How many lines in the entries below contain the word "hillside", matching case exactly? Reply with the number only.

[Dataset items]
----

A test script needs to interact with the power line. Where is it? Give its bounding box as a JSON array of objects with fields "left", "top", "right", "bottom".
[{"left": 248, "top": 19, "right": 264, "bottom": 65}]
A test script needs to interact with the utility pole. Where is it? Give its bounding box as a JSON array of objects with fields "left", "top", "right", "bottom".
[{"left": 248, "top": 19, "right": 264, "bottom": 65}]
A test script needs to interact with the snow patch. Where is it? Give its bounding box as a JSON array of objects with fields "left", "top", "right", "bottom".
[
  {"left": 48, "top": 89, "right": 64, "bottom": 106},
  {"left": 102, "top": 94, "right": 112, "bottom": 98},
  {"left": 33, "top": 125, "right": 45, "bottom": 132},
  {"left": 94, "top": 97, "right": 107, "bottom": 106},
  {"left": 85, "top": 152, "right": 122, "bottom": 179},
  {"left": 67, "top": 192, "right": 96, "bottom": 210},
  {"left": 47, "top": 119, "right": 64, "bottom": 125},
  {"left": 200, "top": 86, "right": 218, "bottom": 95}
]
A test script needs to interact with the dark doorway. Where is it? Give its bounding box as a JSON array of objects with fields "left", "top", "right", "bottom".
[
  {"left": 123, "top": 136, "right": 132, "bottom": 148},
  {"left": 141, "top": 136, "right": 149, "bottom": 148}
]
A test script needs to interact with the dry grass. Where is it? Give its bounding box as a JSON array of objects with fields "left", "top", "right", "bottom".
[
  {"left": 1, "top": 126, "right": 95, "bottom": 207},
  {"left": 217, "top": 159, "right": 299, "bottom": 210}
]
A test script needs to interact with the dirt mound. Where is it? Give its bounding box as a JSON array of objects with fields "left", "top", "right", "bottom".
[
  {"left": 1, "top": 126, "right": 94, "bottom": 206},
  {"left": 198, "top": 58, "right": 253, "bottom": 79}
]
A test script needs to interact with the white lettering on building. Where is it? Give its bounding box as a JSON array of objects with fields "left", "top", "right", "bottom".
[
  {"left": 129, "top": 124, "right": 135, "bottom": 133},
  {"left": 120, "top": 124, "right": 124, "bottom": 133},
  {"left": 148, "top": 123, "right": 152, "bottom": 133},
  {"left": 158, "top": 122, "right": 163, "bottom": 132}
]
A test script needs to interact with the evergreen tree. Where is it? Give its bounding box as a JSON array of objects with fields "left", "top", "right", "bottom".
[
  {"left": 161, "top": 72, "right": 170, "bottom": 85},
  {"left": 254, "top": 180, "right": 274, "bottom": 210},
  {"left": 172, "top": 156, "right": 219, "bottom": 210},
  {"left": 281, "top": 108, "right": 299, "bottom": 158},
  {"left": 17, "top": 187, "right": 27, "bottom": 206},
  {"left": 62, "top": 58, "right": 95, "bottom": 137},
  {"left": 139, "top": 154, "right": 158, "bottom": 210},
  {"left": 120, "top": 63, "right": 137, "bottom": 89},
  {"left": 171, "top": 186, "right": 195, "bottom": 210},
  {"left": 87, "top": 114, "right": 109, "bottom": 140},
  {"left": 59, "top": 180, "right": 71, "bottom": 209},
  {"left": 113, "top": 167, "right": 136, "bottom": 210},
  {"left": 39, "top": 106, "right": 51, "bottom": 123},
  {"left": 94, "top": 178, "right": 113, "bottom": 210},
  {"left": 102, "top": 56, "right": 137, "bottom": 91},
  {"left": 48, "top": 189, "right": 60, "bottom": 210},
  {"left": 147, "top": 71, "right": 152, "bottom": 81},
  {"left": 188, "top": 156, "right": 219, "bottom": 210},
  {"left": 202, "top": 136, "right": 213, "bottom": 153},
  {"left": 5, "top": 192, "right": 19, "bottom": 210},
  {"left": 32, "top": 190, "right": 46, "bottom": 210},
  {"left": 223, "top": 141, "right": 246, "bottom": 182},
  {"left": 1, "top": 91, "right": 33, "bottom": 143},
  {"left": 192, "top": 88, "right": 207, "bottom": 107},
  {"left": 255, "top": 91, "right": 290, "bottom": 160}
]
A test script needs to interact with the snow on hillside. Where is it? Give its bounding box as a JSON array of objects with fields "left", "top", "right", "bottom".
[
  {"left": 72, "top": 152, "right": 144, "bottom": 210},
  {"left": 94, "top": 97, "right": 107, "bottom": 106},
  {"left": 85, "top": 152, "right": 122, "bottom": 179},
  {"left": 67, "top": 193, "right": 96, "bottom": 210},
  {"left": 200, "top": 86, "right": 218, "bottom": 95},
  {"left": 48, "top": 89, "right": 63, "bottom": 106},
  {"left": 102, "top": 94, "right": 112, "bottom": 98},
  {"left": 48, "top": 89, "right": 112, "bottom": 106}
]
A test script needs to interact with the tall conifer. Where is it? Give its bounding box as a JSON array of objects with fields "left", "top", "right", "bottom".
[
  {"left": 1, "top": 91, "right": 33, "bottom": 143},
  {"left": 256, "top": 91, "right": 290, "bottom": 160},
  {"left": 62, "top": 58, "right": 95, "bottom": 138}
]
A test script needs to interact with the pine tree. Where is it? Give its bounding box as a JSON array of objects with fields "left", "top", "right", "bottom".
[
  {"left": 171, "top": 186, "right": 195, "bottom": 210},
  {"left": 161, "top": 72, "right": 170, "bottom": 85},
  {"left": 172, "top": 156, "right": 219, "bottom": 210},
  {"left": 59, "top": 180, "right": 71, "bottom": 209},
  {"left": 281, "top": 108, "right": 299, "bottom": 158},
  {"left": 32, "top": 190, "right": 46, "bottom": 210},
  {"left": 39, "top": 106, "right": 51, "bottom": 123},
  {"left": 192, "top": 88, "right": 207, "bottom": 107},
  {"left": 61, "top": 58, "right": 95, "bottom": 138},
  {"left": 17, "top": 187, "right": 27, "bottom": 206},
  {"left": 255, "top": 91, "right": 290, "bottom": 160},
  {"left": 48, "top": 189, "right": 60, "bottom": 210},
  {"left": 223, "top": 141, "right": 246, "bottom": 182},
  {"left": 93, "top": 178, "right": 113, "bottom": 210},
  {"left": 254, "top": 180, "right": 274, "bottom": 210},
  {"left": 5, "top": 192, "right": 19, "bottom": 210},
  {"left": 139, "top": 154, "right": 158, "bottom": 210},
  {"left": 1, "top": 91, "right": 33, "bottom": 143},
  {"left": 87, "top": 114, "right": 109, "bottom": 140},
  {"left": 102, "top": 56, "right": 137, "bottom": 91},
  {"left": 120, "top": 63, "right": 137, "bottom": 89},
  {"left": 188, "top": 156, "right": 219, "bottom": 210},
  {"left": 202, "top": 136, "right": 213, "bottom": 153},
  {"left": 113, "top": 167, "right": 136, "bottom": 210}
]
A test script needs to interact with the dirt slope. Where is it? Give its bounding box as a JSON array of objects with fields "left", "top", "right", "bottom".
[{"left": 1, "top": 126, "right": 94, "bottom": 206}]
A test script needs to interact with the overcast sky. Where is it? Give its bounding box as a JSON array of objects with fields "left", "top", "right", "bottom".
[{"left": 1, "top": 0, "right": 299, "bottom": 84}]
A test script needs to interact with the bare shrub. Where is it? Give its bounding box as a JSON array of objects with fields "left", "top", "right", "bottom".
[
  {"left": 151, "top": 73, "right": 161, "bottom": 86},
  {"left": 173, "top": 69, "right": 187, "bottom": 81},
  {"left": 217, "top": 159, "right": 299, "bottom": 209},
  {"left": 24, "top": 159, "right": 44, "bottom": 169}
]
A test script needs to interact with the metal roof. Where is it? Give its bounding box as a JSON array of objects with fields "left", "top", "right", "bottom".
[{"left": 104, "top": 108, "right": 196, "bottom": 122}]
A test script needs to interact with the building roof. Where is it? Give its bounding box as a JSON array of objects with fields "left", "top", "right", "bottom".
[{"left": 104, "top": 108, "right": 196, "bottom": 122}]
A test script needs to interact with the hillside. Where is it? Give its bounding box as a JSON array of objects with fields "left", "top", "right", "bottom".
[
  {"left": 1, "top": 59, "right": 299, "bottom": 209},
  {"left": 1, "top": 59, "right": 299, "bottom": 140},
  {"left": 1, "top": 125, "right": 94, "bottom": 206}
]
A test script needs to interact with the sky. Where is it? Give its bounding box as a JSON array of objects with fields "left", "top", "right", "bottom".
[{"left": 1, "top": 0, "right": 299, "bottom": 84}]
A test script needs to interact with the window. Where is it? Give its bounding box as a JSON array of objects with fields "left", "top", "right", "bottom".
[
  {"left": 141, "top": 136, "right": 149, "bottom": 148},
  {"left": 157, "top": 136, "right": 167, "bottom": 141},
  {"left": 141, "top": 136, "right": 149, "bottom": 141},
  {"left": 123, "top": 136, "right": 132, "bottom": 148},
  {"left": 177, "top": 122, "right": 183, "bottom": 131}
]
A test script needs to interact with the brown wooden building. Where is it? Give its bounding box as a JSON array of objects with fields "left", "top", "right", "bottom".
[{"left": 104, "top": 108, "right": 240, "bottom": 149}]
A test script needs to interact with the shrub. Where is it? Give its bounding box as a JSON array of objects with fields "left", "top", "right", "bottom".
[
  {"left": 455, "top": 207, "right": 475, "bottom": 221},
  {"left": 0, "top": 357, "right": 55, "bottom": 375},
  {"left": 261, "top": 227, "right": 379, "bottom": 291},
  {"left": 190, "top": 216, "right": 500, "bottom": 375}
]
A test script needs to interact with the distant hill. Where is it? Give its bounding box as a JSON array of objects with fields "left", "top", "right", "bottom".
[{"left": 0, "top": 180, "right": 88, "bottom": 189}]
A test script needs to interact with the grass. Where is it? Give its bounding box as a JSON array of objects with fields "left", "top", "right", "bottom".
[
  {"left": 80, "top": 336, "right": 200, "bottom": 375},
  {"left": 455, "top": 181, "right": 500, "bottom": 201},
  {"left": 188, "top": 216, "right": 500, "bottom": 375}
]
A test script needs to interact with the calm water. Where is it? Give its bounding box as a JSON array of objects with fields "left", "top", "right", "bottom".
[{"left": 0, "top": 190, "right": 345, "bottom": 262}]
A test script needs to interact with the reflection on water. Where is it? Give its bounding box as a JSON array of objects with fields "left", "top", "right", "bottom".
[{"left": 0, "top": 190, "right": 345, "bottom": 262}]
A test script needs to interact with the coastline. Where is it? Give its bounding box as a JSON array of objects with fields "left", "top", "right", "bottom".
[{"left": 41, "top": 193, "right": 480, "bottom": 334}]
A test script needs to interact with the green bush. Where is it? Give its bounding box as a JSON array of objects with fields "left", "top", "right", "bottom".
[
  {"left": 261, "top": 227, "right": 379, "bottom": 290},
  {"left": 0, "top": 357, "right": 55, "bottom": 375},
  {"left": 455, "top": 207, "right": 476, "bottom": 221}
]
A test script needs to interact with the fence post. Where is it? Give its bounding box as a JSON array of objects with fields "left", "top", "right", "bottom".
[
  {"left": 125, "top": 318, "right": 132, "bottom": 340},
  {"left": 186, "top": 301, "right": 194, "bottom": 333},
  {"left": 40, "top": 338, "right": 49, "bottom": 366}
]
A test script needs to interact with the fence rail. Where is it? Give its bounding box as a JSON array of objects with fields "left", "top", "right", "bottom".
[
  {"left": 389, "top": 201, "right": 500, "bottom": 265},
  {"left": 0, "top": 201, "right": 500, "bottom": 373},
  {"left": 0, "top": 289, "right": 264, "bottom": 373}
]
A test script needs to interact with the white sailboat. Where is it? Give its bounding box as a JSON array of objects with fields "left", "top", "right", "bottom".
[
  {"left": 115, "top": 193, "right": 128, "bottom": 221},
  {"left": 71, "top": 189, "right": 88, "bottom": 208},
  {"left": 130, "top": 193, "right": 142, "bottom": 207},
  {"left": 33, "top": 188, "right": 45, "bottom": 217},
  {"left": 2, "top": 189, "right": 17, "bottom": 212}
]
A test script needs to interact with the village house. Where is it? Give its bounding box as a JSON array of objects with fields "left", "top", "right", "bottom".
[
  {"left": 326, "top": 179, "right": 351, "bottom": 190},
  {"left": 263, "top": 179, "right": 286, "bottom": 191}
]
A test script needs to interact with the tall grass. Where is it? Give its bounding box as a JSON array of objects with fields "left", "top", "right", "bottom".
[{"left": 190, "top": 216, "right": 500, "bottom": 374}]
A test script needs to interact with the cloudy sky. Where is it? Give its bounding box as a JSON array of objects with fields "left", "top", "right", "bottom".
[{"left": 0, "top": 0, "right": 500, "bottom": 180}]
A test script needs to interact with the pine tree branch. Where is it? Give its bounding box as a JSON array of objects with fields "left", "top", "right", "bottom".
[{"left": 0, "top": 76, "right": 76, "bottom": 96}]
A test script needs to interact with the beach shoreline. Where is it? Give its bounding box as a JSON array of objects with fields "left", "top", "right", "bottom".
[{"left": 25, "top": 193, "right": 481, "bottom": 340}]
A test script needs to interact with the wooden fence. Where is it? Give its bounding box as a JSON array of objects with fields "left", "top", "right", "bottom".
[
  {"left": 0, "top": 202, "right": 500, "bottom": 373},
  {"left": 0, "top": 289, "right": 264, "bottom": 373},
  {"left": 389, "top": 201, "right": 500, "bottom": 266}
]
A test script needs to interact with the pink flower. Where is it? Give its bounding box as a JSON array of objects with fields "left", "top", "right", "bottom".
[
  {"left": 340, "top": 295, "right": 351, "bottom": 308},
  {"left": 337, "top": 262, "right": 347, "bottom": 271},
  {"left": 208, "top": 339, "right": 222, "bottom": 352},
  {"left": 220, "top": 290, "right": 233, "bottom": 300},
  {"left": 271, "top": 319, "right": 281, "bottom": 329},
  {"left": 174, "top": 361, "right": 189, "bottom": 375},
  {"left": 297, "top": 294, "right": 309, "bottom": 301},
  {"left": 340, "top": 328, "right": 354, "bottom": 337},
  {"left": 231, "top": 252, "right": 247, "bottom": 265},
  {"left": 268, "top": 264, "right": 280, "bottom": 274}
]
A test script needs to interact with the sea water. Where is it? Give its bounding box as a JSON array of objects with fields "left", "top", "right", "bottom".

----

### Answer to the exercise
2